### INSTRUCTIONS FOR THE TASK:
Reproduce the records below exactly from their first line through the line containing "Report one point per instance of the balcony as", omitting all pictures.

### SUPPLIED RECORDS:

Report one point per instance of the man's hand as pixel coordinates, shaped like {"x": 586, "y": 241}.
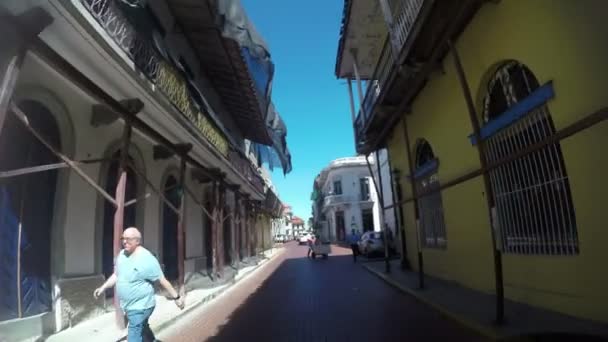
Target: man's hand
{"x": 181, "y": 303}
{"x": 98, "y": 292}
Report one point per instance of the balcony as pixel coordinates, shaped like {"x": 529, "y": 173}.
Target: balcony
{"x": 405, "y": 13}
{"x": 149, "y": 59}
{"x": 417, "y": 32}
{"x": 152, "y": 61}
{"x": 336, "y": 199}
{"x": 234, "y": 56}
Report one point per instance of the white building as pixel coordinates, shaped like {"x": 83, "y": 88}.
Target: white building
{"x": 348, "y": 199}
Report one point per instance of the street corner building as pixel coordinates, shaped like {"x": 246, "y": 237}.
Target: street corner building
{"x": 493, "y": 114}
{"x": 118, "y": 113}
{"x": 343, "y": 199}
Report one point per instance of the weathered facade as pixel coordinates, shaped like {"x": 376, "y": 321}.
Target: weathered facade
{"x": 108, "y": 119}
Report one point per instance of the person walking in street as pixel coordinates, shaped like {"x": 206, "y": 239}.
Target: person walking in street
{"x": 135, "y": 272}
{"x": 353, "y": 239}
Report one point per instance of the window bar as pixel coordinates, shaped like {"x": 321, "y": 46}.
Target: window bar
{"x": 537, "y": 165}
{"x": 562, "y": 201}
{"x": 531, "y": 228}
{"x": 502, "y": 210}
{"x": 518, "y": 133}
{"x": 498, "y": 179}
{"x": 516, "y": 228}
{"x": 537, "y": 190}
{"x": 547, "y": 187}
{"x": 555, "y": 234}
{"x": 570, "y": 226}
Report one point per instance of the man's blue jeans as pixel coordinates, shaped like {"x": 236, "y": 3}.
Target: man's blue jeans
{"x": 139, "y": 330}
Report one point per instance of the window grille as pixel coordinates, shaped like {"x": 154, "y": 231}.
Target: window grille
{"x": 532, "y": 195}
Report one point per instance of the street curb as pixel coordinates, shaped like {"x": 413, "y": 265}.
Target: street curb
{"x": 164, "y": 325}
{"x": 468, "y": 323}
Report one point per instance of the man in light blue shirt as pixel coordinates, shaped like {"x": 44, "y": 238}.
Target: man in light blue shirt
{"x": 135, "y": 272}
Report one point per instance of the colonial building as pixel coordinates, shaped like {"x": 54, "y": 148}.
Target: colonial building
{"x": 348, "y": 198}
{"x": 493, "y": 116}
{"x": 118, "y": 113}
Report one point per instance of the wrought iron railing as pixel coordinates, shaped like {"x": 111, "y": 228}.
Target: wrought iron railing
{"x": 377, "y": 82}
{"x": 143, "y": 53}
{"x": 405, "y": 14}
{"x": 336, "y": 199}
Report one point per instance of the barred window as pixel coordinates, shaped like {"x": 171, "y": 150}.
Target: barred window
{"x": 430, "y": 207}
{"x": 535, "y": 214}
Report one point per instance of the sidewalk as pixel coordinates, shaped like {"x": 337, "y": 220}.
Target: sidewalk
{"x": 103, "y": 328}
{"x": 476, "y": 310}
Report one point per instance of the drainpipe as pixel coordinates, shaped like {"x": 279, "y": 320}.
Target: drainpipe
{"x": 353, "y": 53}
{"x": 387, "y": 265}
{"x": 498, "y": 273}
{"x": 120, "y": 207}
{"x": 410, "y": 164}
{"x": 181, "y": 236}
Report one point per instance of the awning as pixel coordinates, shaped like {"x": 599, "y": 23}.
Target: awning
{"x": 278, "y": 153}
{"x": 235, "y": 58}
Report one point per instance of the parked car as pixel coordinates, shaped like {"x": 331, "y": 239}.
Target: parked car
{"x": 371, "y": 243}
{"x": 303, "y": 239}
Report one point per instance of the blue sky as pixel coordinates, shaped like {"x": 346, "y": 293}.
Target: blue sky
{"x": 303, "y": 40}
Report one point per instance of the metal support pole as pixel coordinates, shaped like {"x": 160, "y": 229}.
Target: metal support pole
{"x": 387, "y": 264}
{"x": 221, "y": 241}
{"x": 498, "y": 274}
{"x": 237, "y": 230}
{"x": 353, "y": 114}
{"x": 359, "y": 85}
{"x": 398, "y": 215}
{"x": 214, "y": 222}
{"x": 120, "y": 207}
{"x": 246, "y": 227}
{"x": 410, "y": 164}
{"x": 181, "y": 234}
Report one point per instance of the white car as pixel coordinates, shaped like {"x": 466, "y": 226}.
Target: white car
{"x": 303, "y": 239}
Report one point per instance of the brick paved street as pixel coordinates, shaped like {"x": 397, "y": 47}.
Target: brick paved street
{"x": 293, "y": 298}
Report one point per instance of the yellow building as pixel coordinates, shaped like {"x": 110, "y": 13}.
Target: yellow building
{"x": 533, "y": 76}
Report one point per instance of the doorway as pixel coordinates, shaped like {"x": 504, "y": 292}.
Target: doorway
{"x": 26, "y": 214}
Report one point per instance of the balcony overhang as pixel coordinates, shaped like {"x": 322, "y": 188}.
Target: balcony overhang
{"x": 419, "y": 57}
{"x": 235, "y": 58}
{"x": 362, "y": 35}
{"x": 278, "y": 153}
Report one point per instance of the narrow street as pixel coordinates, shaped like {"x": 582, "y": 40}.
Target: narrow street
{"x": 293, "y": 298}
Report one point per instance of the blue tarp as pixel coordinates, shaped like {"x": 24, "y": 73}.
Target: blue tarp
{"x": 9, "y": 230}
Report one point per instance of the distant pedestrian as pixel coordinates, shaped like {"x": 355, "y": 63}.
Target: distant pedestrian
{"x": 310, "y": 242}
{"x": 135, "y": 272}
{"x": 353, "y": 239}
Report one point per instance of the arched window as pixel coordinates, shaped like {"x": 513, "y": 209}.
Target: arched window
{"x": 532, "y": 195}
{"x": 430, "y": 207}
{"x": 26, "y": 213}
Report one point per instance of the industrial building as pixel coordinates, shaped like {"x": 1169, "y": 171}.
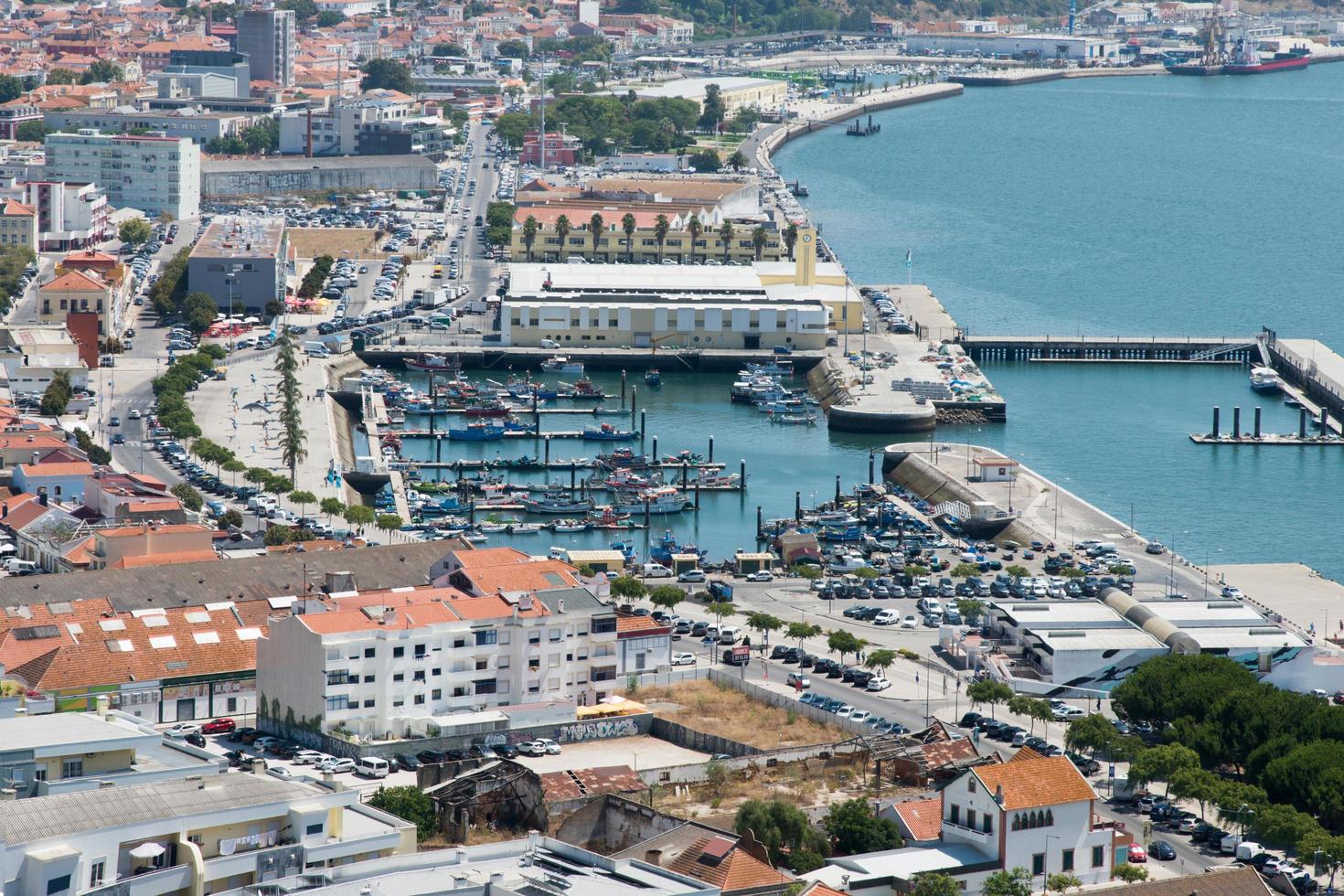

### REPLY TO THE TASK:
Report one point per instance of the man's hand as pixel coordinates, shaped like {"x": 586, "y": 241}.
Target: man's hand
{"x": 181, "y": 303}
{"x": 98, "y": 292}
Report one point per instance of the balcony as pixel coordinates, shaped like {"x": 529, "y": 173}.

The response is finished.